→ **Fragmento de página**
##########

# Controlar Monedero con protocolo MDB con PIC



## manuel1989 (Feb 13, 2012)

Saludos amigos de forosdeelectronica como el tema lo dice necesito controlar un monedero MDB con un pic solo que no conozco mucho de este protocolo pido a alguien que este un poco familiarizado que me pueda orientar investigue un poco y se que es un protocolo serial solo que con 9 bits si saben algo agradezco su ayuda.


----------



## alexloel (Jun 26, 2012)

porque deseas utilizar este protocolo? existen otros mas faciles de emplear....


----------



## gilig17 (Ago 3, 2012)

Hola Alex, pues es el protocolo estándard para las máquinas de despacho, MDB, qué otro protocolo aplica para dichas máquinas? saludos desde México


----------



## alexloel (Ago 6, 2012)

Saludos gilig17... Si tu idea es realizar una interfaz usando un pic para controlar un monedero... pues el protocolo a emplear dependeria de tu aceptador de monedas, generalmente los aceptadores de monedas son multiplataforma es decir trabajan en rs232, paralelo, cctalk, mdb etc que son seleccionados por hardware o software...

Si lo que quieres es ponerle una interfaz a una maquina que tiene una placa electronica que funciona con MDB pues no hay de otra que utilizar dicho protocolo...

Voy a investigar sobre el protocolo MDB a ver si encuentro algo


----------



## claudio1818 (Mar 20, 2016)

hola a todos!
alguien pudo realizar alguna prueba?
actualmente estoy haciendo pruebas con un monedero cashflow 690 y una expendedora marca necta.
Leo los bits con un osciloscopio digital tektronix pero no logro entender.
alguien pudo hacer andar alguna comunicacion en executivo o en mdb? hay algun pic para hacer esto?
muchas gracias


----------



## papirrin (Mar 20, 2016)

Compra un analizador lógico, hay económicos casi al precio de un pic (incluyendo horas hombre)

##########

→ **Datos extraídos**
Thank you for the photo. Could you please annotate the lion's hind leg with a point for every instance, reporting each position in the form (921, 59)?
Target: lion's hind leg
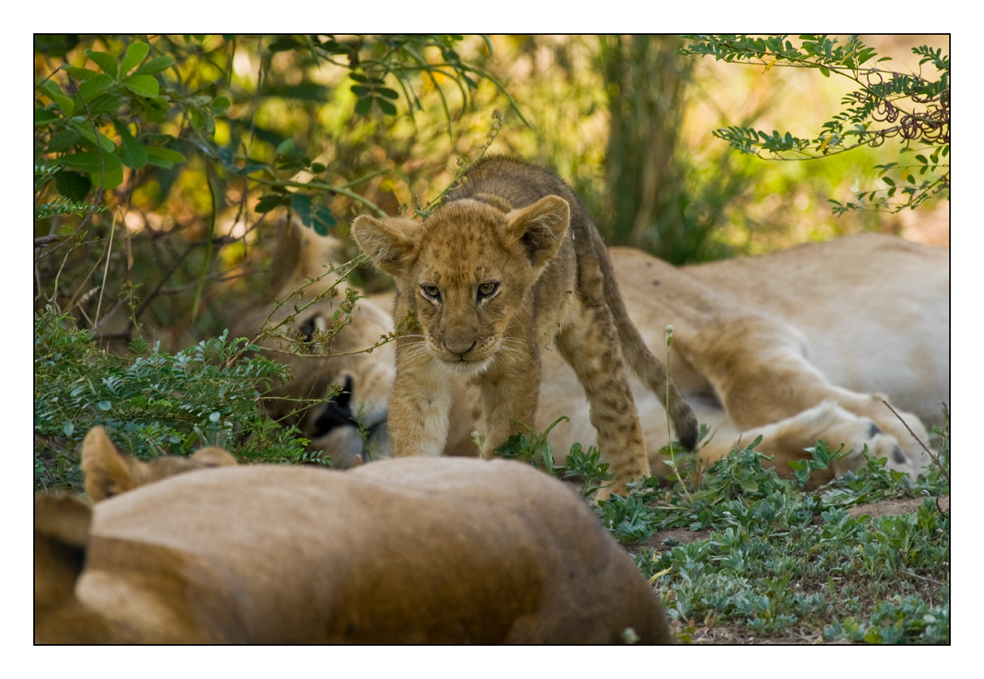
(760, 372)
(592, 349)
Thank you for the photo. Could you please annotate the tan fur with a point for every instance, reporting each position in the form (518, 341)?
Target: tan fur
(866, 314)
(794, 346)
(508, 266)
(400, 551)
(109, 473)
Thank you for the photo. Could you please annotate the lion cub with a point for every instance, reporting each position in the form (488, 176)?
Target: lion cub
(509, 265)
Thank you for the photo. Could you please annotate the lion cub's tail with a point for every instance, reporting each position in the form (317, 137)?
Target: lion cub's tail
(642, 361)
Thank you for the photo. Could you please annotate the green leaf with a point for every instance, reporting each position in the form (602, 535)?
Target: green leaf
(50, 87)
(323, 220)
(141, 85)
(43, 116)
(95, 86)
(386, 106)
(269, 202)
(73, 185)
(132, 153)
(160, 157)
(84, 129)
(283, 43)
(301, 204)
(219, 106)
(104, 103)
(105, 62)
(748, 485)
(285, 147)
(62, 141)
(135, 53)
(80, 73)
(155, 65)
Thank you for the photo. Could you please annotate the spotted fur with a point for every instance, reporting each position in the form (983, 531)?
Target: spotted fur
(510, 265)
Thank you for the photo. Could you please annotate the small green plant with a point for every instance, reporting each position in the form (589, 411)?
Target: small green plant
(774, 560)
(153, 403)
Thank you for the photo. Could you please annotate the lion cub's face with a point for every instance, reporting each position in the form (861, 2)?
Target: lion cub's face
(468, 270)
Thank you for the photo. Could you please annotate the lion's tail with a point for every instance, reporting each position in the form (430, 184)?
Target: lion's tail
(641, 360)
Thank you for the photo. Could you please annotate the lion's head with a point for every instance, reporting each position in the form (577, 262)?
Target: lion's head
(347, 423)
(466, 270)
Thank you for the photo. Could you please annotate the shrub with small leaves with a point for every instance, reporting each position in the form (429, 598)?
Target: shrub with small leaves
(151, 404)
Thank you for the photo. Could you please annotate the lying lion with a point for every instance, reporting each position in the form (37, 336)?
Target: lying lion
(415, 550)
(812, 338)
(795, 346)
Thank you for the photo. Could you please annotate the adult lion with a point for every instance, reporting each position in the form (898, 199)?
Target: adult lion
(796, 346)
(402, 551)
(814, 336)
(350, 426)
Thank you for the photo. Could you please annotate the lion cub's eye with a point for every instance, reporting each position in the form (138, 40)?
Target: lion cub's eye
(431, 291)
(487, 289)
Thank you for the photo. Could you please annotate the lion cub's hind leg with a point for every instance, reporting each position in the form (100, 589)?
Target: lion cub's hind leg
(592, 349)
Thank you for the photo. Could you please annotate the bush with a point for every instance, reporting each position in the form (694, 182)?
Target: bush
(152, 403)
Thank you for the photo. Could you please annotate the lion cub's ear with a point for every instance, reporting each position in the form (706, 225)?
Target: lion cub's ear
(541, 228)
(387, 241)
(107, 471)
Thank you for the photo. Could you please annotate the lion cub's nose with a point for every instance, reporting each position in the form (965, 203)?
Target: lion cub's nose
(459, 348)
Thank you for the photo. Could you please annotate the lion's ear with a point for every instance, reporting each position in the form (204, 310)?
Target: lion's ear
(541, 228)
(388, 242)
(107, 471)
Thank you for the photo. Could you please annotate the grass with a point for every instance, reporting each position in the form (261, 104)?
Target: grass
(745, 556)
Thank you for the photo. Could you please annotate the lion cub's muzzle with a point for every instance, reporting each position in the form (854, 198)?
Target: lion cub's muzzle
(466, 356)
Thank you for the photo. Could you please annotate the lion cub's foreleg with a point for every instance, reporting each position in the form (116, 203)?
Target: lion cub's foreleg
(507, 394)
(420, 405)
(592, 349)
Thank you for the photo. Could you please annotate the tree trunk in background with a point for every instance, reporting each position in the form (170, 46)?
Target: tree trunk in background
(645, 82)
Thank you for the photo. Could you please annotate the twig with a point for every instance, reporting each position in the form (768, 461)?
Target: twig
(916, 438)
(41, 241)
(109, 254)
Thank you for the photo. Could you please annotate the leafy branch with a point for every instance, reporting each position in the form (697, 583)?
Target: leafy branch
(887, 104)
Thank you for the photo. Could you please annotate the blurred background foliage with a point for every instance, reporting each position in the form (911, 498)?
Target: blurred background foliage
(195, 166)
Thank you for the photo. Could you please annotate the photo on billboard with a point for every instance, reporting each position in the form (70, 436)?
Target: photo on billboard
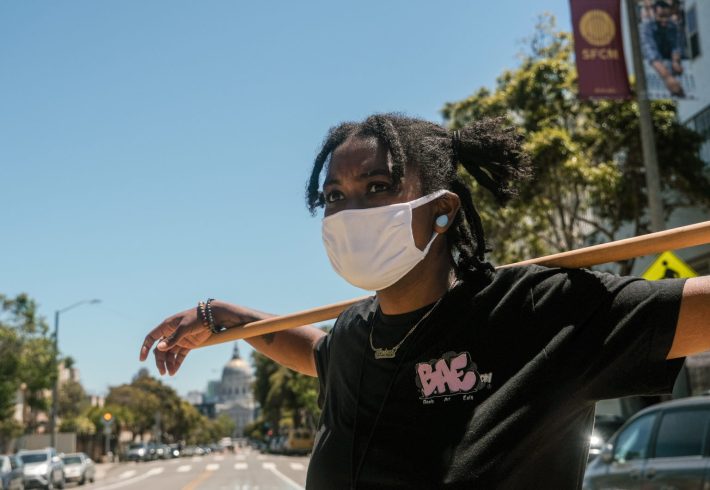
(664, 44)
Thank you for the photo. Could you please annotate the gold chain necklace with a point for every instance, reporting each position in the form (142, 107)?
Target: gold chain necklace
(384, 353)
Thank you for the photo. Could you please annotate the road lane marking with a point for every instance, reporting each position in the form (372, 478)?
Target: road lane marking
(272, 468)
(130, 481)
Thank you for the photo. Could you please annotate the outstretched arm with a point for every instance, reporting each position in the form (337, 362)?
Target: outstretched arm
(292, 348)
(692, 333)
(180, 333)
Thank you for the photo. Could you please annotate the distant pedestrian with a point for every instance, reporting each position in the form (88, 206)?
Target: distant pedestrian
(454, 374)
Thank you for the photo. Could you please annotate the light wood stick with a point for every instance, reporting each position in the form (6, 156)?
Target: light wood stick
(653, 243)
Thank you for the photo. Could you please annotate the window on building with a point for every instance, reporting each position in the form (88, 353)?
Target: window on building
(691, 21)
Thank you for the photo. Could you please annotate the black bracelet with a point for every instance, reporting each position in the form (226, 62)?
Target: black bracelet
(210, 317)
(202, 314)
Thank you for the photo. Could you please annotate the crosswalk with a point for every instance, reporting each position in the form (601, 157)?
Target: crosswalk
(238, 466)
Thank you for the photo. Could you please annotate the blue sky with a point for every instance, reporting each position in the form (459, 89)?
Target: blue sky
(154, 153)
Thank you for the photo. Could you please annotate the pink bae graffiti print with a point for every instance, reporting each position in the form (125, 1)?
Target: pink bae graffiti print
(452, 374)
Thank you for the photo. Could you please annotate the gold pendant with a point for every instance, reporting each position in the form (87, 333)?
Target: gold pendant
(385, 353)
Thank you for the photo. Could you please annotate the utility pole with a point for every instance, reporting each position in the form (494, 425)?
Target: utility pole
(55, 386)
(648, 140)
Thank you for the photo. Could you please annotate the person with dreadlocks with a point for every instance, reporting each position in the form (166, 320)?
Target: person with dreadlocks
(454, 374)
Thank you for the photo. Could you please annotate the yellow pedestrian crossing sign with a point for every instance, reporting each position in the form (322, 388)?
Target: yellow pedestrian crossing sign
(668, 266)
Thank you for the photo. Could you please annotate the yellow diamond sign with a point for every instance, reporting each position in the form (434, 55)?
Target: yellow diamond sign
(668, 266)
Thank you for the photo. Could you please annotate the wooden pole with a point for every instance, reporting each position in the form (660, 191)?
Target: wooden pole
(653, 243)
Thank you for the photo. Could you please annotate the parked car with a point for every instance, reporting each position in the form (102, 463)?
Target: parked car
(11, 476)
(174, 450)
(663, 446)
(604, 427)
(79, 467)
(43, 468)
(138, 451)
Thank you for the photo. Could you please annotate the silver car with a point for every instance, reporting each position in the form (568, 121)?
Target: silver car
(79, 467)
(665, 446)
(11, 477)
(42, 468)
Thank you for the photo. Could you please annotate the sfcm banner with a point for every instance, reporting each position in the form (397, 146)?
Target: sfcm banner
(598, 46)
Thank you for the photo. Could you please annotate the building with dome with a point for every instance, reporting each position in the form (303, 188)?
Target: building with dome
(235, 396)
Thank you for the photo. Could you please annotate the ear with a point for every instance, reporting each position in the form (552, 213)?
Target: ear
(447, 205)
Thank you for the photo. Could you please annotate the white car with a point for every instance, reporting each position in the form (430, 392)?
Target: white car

##########

→ **Tareas solicitadas**
a) En el hilo sobre el monedero MDB, ¿con qué monedero y con qué expendedora hace pruebas claudio1818?
b) Continúa el hilo sobre el monedero MDB desde el final de la última respuesta.
Las líneas no guardan relación con el hilo sobre el monedero MDB.

→ **Respuestas ordenadas**
a) Con un monedero cashflow 690 y una expendedora marca necta.

b)
Amigo lo que intento decirte es que con un analizador lógico seleccionas el protocolo y ves lo que esta pasando, o que se están diciendo los dispositivos, obviamente tienes que comprar uno que tenga dicho protocolo, sino tendrás que buscarlo en la página del fabricante....
Es lógico que un analizador fue inventado por que los osciloscopios no tienen esa propiedad...

Siquiera buscaste si hay alguno que te sirva?
Viste esto y no te sirve?
http://www.vending.org/technical/MDB_3.0.pdf


----------



## claudio1818 (Mar 20, 2016)

Dado que el protocolo de maquinas de vending mdb y executive "protocol a mei" son de 9 bits a 9600baud. No se puede usar una pc un hiperterminal o algo asi?


----------



## papirrin (Mar 20, 2016)

No se amigo, solo estoy intentando darte alternativas, y se que es posible que si es una comunicación usart se pueda, puse un link del protocolo mdb3.0 en mi mensaje anterior pero no lo lei. Dale una buscada si no te sirve, sin la informacion directa del fabricante es muy complejo descifrar cualquier protocolo sea cual sea.


----------



## garciacalvino (Sep 14, 2021)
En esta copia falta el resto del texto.